--- WORK INSTRUCTIONS ---
From the records below, please return each line that holds the word "fallen".

--- SUPPLIED RECORDS ---
#####

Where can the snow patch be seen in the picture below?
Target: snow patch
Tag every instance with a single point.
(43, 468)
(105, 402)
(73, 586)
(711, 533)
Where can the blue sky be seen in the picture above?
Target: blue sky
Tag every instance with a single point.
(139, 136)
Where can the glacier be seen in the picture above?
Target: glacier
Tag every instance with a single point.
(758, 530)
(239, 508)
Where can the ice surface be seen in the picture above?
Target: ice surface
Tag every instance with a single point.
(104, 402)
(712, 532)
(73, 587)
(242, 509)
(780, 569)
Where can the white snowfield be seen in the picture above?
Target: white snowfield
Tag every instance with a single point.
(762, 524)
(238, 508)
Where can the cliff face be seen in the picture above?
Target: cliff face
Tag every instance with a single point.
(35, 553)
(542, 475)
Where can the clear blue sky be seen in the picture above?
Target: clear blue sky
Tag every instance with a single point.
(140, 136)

#####

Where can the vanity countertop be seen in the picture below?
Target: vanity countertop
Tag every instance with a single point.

#####

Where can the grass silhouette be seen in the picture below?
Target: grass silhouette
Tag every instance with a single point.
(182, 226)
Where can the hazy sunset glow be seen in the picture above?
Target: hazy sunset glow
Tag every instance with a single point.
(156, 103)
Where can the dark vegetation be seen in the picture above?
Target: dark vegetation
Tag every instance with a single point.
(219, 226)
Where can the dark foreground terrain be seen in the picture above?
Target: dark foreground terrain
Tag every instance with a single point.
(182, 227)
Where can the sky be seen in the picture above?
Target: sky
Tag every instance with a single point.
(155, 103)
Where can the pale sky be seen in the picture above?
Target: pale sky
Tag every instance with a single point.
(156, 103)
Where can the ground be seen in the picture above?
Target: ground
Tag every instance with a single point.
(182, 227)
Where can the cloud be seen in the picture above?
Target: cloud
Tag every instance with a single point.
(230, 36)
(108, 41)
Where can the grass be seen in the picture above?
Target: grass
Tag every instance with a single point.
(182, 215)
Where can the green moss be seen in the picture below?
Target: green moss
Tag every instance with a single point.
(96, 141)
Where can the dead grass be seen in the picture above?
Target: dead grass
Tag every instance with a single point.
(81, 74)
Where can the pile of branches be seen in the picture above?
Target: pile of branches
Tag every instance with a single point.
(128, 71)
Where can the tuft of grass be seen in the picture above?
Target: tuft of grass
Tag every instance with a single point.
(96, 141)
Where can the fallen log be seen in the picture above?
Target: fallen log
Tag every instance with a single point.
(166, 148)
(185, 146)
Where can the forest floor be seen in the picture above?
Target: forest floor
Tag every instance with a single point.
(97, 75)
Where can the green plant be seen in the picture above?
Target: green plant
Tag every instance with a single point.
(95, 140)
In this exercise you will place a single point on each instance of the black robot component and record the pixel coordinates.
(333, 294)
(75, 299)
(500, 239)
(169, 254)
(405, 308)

#####

--- RESULT FOR THIS TASK ---
Where can the fallen log be seen in the picture above?
Target: fallen log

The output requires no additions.